- [TASK DESCRIPTION]: Where a line in the listing contains the string "blue", copy that line out.

- [DATA EXTRACT]:
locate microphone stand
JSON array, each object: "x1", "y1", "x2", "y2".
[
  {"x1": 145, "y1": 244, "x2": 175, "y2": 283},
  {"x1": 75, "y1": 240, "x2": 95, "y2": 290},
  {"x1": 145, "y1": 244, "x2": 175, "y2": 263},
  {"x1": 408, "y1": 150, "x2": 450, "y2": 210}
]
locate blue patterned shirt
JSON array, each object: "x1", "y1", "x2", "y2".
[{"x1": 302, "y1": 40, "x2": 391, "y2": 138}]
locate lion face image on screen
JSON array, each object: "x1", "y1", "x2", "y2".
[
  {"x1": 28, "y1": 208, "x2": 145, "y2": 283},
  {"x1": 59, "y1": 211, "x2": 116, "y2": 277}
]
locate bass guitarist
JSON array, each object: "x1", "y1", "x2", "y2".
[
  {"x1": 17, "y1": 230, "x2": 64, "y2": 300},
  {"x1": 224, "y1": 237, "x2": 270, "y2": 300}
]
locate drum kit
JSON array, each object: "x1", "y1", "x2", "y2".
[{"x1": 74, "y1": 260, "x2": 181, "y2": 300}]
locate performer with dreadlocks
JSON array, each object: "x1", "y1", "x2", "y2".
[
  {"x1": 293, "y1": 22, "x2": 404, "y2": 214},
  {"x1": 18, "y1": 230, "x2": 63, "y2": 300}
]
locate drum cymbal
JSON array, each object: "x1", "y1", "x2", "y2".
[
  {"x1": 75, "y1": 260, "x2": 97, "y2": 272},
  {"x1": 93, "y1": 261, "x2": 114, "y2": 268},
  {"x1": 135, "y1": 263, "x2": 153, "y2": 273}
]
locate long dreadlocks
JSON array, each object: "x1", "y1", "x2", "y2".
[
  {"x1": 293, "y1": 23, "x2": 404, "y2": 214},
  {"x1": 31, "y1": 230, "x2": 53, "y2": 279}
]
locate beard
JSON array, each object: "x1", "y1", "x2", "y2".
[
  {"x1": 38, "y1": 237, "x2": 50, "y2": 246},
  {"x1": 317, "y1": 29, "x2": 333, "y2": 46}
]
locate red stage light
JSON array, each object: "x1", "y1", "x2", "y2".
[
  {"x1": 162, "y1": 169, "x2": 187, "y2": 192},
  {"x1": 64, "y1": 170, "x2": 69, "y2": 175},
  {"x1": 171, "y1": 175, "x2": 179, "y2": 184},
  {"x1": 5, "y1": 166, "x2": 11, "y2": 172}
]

---

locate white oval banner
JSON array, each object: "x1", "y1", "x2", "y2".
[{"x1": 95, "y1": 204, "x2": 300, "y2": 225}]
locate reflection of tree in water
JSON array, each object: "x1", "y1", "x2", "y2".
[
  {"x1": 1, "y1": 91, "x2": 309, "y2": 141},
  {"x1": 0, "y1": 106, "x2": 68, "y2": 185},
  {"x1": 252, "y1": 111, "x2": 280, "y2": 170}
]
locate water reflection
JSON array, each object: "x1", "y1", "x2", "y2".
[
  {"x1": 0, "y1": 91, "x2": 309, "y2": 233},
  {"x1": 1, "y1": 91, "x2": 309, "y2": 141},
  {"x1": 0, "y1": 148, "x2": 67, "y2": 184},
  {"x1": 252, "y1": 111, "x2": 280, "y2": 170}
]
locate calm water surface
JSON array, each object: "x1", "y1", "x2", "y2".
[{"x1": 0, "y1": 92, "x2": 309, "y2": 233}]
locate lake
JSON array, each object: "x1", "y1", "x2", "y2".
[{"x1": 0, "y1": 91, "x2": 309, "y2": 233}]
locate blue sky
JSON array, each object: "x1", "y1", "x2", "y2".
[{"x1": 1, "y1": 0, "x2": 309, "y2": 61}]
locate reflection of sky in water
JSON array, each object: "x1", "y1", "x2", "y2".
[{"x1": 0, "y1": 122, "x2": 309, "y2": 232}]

---

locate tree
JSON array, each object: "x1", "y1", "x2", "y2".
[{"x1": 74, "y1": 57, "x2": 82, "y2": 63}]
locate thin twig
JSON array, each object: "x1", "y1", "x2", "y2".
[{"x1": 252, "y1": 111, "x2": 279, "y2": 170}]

- [EXERCISE ANSWER]:
locate blue patterned shirt
locate blue sky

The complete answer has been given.